── DOCUMENT SECTION
On the old Leonard ranch just outside Fort Worth, Texas, a cluster of model townhouses rises where cattle once grazed. Made of brick and styled as new-urbanist brownstones for the suburbs, they're stocked with the brushed-metal appliances, recessed lighting, and blond hardwood floors that have come to define the homes in a certain slice of America.
But Leonard Oaks offers more than the usual all mod cons. We're talking a 50-inch hi-def television, standard. A fully integrated, surround sound-equipped home theater, standard. Three zones of AC, standard. Most remarkable is the automation system that ties it all together: a user-friendly, ready-to-program, low-voltage, Internet-accessible, secure wireless mesh network capable of controlling everything from the sprinklers to the chandeliers. "So when you leave the house," says Joe Howell, the developer in charge of the project, "you press a button marked exit and automatically turn down the heat, turn off the TV set and the lights, and make sure the garage door is closed." Howell calls this "the sizzle." "When they walk through," he says in his soft Texas drawl, "they'll say, This is the most advanced home I have ever been in, and - my God - I can afford it."
At $450,000, a two-bedroom-plus-den Leonard Oaks sells for less than half what people have come to expect for places with full control packages. The National Association of Home Builders reports that buyers typically spend 3 percent of a house's value on built-in technology. For a $200,000 place, that's $6,000. And the remote control castle is just beginning to go mainstream: The home-automation market - an estimated $1.5 billion business today - is expected to more than double by 2008. "It's like indoor plumbing," says Howell - something new and exciting that owners eventually took for granted. "The first time they brought the outhouse indoors it was, wow, a radical departure."
────
- DIRECTIONS -
1. List every feature that the passage on Leonard Oaks describes as "standard."
2. Print the part of the passage on Leonard Oaks between "On the old Leonard" and "slice of America.", inclusive.
── SUPPLIED INFORMATION
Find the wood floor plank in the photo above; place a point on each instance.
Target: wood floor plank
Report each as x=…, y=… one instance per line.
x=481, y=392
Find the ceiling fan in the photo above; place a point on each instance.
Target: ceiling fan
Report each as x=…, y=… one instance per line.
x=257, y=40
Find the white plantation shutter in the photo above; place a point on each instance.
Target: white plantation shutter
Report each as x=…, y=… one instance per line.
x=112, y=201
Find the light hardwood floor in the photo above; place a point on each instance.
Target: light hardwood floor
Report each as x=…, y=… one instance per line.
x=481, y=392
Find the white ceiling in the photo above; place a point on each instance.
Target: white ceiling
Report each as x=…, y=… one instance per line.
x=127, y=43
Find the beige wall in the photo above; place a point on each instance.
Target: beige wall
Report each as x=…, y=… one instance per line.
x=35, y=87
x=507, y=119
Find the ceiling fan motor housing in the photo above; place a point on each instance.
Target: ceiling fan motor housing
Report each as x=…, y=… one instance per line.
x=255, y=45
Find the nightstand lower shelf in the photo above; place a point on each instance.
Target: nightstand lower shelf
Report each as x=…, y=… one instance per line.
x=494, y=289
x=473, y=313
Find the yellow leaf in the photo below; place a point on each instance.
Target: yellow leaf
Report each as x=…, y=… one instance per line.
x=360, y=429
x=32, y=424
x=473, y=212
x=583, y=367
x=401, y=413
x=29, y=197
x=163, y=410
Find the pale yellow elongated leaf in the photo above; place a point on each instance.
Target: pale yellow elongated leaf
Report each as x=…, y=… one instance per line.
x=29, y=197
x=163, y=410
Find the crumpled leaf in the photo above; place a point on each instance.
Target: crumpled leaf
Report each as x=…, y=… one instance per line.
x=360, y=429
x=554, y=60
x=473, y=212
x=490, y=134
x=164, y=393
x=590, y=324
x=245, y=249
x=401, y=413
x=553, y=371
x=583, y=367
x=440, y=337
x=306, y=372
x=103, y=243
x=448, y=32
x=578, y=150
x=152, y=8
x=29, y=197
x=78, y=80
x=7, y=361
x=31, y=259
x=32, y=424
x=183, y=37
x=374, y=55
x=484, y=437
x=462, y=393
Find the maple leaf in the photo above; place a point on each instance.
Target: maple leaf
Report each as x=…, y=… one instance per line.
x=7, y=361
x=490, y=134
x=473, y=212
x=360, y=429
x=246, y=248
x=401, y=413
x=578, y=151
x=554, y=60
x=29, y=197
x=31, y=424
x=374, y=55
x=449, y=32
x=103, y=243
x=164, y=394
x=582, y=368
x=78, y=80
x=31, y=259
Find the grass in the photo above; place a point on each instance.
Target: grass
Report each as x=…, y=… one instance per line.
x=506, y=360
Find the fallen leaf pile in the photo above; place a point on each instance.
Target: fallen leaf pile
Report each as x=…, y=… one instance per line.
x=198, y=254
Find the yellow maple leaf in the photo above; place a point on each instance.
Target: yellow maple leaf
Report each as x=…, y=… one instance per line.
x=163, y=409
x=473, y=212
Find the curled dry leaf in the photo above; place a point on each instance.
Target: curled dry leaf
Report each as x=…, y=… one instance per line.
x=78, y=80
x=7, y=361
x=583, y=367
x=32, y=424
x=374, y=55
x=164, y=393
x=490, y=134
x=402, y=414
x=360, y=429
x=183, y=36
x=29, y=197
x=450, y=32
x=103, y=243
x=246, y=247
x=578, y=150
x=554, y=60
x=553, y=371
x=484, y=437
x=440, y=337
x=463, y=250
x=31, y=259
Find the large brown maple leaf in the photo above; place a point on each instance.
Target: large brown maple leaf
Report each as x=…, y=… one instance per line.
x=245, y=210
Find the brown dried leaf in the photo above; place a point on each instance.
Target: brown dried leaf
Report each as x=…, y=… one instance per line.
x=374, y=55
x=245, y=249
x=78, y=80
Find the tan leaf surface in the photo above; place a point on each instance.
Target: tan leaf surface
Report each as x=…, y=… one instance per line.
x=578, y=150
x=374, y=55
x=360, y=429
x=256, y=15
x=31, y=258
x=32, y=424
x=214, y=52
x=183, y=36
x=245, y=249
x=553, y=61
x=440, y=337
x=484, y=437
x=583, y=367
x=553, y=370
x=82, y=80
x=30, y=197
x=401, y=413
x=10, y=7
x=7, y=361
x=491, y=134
────
── SUPPLIED INFORMATION
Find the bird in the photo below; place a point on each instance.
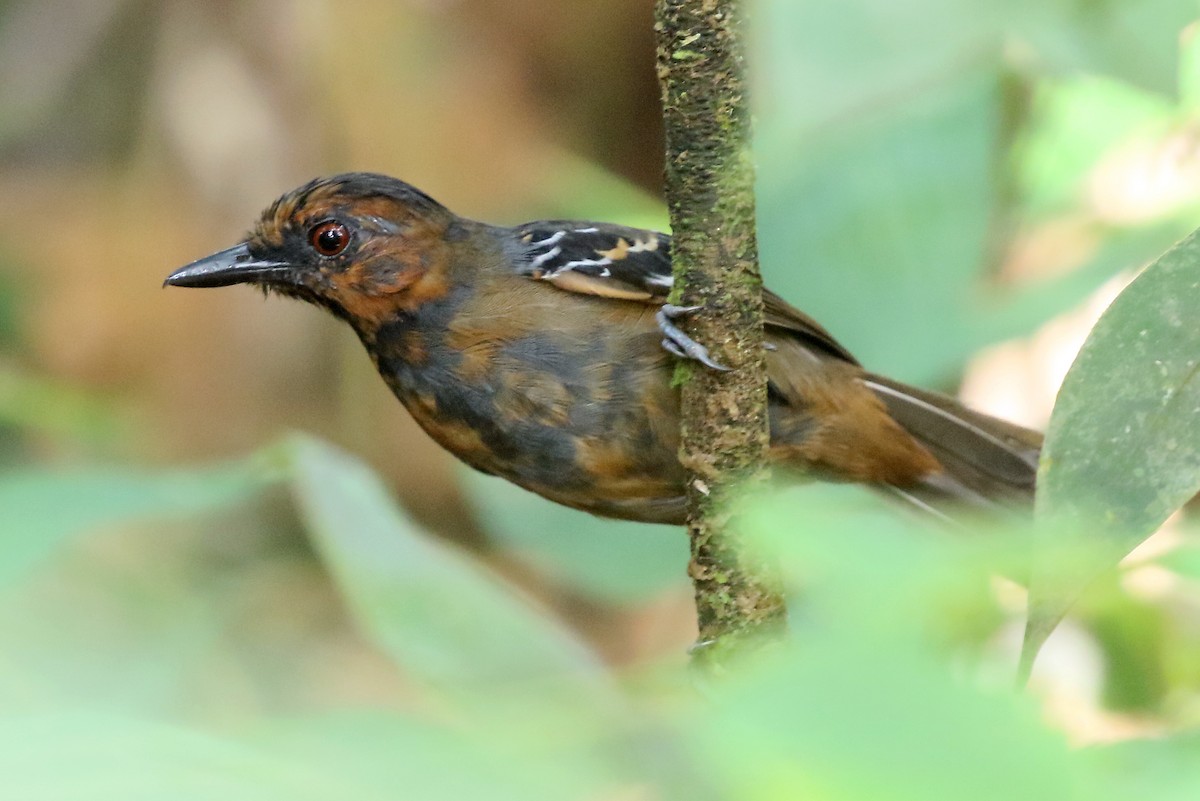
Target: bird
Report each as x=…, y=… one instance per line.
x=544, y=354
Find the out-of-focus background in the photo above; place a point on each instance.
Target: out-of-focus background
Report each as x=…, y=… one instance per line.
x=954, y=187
────
- SOLUTIONS TO THE TASKS -
1.
- A 50-inch hi-def television
- A fully integrated, surround sound-equipped home theater
- Three zones of AC

2.
On the old Leonard ranch just outside Fort Worth, Texas, a cluster of model townhouses rises where cattle once grazed. Made of brick and styled as new-urbanist brownstones for the suburbs, they're stocked with the brushed-metal appliances, recessed lighting, and blond hardwood floors that have come to define the homes in a certain slice of America.